Textabschnitt >>
Systematische Theologie: Dogmatik

Autor/Hrsg.:

Sander, Hans-Joachim

Titel/Untertitel:

Glaubensräumen nachgehen.

Verlag:

Ostfildern: Matthias-Grünewald-Verlag (Schwabenverlag) 2019. 403 S. = Glaubensräume – Topologische Dogmatik, 1. Kart. EUR 45,00. ISBN 978-3-7867-3021-7.

Rezensent:

Henning Theißen

Mit diesem ersten von vier geplanten Bänden eines Gemeinschaftswerkes mit Gregor Maria Hoff führt Hans-Joachim Sander seinen Ansatz der loci alieni theologici fort, zu denen das aggiornamento des Zweiten Vatikanischen Konzils die katholische Dogmatik heute rufe. »Topologische Dogmatik« revidiert und erweitert also die üblichen Themenkapitel oder Loci und stützt sich dafür auf Foucaults Konzept der Heterotopien; sie dekonstruiert wie dieses durch die Diskursivierung von Macht leitende Begriffsoppositionen und zielt auf einen Glauben und eine Kirche, an deren Ohnmacht sich die Gewalt totläuft. Dass der Vf. gelegentlich Papst Franziskus konstruktiv mit diesem Glaubens- und Kirchenbegriff in Verbindung bringt, verdient Erwähnung.

Entnommenes Material >>
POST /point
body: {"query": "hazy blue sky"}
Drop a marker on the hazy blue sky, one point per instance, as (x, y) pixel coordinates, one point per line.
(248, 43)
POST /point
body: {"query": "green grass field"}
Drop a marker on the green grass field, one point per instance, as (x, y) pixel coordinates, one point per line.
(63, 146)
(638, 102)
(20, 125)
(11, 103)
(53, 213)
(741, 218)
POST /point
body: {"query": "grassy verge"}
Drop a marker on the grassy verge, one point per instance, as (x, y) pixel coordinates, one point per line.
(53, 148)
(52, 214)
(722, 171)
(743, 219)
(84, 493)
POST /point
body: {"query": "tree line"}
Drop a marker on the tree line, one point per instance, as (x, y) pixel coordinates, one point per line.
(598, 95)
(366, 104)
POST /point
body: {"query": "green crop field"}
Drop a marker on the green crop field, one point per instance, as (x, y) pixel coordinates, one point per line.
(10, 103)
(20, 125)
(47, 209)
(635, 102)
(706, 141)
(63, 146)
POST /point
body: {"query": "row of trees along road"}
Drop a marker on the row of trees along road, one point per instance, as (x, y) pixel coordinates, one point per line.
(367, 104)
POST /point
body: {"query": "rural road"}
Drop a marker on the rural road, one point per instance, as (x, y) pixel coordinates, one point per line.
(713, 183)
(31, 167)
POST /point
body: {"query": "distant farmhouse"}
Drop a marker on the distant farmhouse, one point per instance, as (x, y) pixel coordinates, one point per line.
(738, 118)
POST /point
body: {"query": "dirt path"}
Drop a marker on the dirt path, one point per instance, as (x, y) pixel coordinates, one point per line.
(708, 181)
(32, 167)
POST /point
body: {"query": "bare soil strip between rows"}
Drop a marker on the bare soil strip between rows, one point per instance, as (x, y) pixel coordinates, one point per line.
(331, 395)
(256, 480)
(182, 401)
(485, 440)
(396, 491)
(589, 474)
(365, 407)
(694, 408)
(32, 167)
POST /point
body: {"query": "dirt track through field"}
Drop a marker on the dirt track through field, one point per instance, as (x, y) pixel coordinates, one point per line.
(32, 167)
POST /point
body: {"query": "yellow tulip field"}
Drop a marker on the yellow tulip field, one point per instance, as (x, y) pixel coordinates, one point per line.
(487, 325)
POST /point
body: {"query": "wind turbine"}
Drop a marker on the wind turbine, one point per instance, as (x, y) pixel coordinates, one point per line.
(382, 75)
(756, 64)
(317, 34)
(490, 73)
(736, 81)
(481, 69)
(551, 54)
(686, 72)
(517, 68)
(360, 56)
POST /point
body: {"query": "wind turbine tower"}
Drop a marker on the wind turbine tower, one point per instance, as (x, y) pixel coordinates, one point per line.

Aufgabenstellung >>
a) Schreiben Sie den Abschnitt der Rezension zwischen „Henning Theißen“ und „bringt, verdient Erwähnung.“, beide eingeschlossen, wortgetreu ab.
b) Beantworten Sie anhand der Rezension die folgenden Fragen.
(i) Wer hat die Rezension verfasst?
(ii) Wie viele Bände sind für das Gemeinschaftswerk geplant?
(iii) Auf wessen Konzept der Heterotopien stützt sich die „Topologische Dogmatik“?
c) Führen Sie die Rezension im Anschluss an ihren letzten Satz weiter.
Das Material hat mit der Rezension nichts zu tun.

Lösungen >>
a)
Henning Theißen

Mit diesem ersten von vier geplanten Bänden eines Gemeinschaftswerkes mit Gregor Maria Hoff führt Hans-Joachim Sander seinen Ansatz der loci alieni theologici fort, zu denen das aggiornamento des Zweiten Vatikanischen Konzils die katholische Dogmatik heute rufe. »Topologische Dogmatik« revidiert und erweitert also die üblichen Themenkapitel oder Loci und stützt sich dafür auf Foucaults Konzept der Heterotopien; sie dekonstruiert wie dieses durch die Diskursivierung von Macht leitende Begriffsoppositionen und zielt auf einen Glauben und eine Kirche, an deren Ohnmacht sich die Gewalt totläuft. Dass der Vf. gelegentlich Papst Franziskus konstruktiv mit diesem Glaubens- und Kirchenbegriff in Verbindung bringt, verdient Erwähnung.

b)
(i) Henning Theißen
(ii) Vier
(iii) Auf das Konzept von Foucault

c)
Nur an der Oberfläche folgen die vier Kapitel des Buches mit den Themen Schöpfung, Anthropologie, Gnadenlehre und Eschatologie einer klassischen Loci-Methode. Die tatsächliche Vorgehensweise verdeutlicht Kapitel 1. Hier wird der dogmatische Begriff der Schöpfung aus nichts (creatio ex nihilo) als hochscholastischer Machtdiskurs zwischen Laterankatholizismus und Rigoristengruppen (z. B. Katharer) vor- und im Schöpfungsglauben dem ganz anderen Nichts gegenübergestellt, das heute z. B. als Klimawandel sehr real den Planeten bedroht. Auch in den übrigen Kapiteln wirkt der Vf. darauf hin, dogmatische Ausschließlichkeitsansprüche und Letztbegründungen wie den augustinischen Gnadenbegriff (Kapitel 3), aber auch die Eschata Himmel und Hölle (Kapitel 4) entgegen ihrem Selbstverständnis an topologische Relationen – etwa die Anthropologie als Segen und Fluch der Urbanität (Kapitel 2) – zu binden und damit die Gewalt einzudämmen, die von jenen dogmatischen Ansprüchen ausgeht.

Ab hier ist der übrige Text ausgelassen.